Instructions for the task - A line belongs in the answer only if it contains the word "hair"; copy every such line from the listing below.

Recorded information -
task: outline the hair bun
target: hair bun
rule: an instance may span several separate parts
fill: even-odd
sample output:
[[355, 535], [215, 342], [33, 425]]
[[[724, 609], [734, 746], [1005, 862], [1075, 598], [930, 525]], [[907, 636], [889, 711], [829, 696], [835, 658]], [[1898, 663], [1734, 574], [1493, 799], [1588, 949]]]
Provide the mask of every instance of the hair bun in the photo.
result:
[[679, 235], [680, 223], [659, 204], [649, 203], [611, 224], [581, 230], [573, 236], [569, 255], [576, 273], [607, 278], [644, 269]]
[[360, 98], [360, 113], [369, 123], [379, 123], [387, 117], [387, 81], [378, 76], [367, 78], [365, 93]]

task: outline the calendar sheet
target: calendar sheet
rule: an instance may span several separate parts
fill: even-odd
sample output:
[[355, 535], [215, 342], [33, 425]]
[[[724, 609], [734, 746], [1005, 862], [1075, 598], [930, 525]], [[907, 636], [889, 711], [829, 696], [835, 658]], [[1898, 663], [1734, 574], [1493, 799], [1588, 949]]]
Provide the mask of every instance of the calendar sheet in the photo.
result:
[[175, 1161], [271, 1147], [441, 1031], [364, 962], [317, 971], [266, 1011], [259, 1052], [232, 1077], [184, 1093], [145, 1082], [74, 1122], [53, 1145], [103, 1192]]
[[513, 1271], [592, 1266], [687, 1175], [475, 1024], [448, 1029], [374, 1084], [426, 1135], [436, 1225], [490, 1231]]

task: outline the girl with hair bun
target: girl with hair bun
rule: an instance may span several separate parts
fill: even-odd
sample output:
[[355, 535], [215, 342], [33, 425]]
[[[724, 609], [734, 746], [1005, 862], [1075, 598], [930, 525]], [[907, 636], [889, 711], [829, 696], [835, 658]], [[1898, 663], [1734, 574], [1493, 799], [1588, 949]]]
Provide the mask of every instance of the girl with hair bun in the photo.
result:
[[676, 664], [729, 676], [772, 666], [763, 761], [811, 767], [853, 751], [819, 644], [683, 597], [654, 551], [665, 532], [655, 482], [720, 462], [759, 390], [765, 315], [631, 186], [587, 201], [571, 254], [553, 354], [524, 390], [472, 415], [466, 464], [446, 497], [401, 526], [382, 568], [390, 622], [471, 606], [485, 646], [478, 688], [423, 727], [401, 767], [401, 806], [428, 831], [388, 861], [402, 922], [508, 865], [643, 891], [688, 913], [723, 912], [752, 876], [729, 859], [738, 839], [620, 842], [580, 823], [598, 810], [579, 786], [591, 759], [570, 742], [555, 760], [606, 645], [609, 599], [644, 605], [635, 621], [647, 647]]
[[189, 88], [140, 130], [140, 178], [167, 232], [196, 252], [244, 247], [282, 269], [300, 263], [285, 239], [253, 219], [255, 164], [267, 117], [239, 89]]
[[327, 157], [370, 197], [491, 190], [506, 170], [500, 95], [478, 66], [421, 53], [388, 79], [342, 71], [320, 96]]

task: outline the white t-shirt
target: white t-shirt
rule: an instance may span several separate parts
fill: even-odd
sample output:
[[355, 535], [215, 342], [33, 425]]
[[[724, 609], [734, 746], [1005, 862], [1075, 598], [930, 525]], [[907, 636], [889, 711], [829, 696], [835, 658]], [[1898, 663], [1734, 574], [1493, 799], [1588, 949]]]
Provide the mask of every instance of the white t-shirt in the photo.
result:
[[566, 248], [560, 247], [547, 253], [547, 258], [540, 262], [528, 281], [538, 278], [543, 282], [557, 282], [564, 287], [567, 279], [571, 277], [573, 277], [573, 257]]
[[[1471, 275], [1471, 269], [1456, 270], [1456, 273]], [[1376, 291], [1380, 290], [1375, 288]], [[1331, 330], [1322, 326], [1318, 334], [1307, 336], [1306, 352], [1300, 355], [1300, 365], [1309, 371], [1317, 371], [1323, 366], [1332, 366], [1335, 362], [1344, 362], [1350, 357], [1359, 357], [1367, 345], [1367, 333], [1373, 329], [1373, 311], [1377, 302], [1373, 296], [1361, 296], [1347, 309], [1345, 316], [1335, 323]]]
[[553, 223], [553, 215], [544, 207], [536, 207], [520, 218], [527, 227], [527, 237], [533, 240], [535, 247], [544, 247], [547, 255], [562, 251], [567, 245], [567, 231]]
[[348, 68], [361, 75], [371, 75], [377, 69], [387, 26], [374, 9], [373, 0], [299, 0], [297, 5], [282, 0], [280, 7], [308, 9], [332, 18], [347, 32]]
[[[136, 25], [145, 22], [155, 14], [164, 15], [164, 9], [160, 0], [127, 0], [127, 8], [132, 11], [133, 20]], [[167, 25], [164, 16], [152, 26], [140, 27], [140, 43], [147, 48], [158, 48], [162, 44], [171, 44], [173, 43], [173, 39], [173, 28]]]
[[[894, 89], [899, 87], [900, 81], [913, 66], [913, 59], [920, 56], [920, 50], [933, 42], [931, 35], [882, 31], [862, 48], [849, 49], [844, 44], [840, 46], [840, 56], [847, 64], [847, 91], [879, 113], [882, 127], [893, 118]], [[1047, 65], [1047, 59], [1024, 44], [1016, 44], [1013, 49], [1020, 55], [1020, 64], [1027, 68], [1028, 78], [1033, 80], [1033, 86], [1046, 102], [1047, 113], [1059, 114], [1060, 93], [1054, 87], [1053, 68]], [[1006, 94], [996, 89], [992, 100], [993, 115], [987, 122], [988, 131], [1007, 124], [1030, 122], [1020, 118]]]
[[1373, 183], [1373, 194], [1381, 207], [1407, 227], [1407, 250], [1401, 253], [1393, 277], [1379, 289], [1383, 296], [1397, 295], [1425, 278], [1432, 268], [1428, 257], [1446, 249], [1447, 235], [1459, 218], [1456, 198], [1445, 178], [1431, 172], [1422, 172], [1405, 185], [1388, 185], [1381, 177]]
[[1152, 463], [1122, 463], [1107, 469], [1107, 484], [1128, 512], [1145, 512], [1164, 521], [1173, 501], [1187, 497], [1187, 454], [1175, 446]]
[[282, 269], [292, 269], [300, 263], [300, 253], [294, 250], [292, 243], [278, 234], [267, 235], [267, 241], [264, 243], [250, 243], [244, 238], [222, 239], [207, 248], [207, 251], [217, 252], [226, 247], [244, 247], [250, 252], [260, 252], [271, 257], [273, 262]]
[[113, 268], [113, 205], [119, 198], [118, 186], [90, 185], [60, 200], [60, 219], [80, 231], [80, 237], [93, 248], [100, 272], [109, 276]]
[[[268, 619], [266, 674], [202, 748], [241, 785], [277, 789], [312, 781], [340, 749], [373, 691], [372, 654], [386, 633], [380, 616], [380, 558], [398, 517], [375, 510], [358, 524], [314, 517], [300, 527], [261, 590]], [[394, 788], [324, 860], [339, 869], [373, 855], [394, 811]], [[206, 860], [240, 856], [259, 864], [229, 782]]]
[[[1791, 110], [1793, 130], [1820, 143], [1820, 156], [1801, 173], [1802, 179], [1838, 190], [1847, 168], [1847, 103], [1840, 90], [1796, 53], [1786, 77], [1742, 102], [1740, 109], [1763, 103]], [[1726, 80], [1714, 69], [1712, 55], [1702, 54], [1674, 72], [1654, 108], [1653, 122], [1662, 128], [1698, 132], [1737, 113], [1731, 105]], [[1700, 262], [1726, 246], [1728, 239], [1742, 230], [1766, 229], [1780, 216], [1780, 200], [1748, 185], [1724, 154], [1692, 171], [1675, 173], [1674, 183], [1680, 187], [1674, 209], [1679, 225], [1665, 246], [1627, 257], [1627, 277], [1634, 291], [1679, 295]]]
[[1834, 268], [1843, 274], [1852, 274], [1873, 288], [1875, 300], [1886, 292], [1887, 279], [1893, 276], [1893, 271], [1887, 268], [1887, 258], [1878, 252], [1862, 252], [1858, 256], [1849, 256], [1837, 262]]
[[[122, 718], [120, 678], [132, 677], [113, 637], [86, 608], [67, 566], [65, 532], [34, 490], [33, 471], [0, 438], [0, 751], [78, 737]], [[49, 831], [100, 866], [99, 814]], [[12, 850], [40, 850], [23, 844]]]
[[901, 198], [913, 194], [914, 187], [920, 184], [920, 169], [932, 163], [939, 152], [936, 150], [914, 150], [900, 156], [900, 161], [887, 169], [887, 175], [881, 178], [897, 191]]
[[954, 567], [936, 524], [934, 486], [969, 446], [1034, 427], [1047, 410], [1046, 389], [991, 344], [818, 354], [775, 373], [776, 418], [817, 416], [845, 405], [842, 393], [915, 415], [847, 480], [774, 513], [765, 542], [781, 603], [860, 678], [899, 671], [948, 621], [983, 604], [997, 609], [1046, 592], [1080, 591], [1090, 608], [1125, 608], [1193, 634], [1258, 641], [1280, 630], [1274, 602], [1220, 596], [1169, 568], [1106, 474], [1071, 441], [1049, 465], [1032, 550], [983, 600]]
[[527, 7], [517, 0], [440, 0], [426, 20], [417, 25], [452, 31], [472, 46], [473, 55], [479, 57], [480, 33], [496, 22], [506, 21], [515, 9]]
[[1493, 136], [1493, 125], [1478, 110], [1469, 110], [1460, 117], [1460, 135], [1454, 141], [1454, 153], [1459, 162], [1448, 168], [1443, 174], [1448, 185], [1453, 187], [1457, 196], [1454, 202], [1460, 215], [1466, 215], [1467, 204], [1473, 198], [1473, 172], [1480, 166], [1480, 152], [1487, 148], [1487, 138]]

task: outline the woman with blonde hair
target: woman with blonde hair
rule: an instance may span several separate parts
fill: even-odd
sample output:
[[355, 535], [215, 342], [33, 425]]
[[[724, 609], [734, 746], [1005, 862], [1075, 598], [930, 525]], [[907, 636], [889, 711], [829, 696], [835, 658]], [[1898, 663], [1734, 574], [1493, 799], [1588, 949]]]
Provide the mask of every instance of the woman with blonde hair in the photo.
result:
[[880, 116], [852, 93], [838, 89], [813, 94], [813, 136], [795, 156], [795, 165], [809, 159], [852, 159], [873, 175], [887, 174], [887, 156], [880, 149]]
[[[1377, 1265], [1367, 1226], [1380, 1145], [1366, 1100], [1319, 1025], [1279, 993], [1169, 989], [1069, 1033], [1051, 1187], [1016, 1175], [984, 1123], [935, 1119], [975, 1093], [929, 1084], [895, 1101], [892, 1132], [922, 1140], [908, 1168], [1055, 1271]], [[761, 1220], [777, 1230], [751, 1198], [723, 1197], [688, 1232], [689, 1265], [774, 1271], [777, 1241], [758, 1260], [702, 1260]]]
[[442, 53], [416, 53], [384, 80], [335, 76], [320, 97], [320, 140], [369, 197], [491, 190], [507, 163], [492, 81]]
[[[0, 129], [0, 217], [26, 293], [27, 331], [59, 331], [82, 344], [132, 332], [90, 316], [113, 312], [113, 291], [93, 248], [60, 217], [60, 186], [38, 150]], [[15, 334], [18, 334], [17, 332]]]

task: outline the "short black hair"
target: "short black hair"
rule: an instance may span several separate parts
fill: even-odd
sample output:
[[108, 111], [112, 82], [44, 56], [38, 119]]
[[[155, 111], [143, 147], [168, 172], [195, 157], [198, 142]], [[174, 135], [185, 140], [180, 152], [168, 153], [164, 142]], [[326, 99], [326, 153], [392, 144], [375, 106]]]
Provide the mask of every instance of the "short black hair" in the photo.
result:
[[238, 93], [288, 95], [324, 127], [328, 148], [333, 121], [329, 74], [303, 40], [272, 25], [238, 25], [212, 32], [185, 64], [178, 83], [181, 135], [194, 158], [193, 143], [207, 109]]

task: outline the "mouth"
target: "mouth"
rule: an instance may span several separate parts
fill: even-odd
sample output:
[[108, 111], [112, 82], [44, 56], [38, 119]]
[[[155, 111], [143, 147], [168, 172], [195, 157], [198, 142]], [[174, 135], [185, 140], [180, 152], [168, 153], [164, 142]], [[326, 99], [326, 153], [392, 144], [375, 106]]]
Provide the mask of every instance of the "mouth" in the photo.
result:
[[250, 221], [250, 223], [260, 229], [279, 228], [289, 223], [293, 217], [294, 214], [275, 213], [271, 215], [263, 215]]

Answer space -
task: outline the hair bun
target: hair bun
Provide the mask of every instance of the hair bun in the photo.
task: outline the girl with hair bun
target: girl with hair bun
Provide the mask of every instance of the girl with hair bun in the photo.
task: outline the woman with blonde hair
target: woman with blonde hair
Provide the mask of every instance of the woman with blonde hair in the photo.
task: outline the "short black hair"
target: "short black hair"
Provide the mask of every instance of the "short black hair" in the photo.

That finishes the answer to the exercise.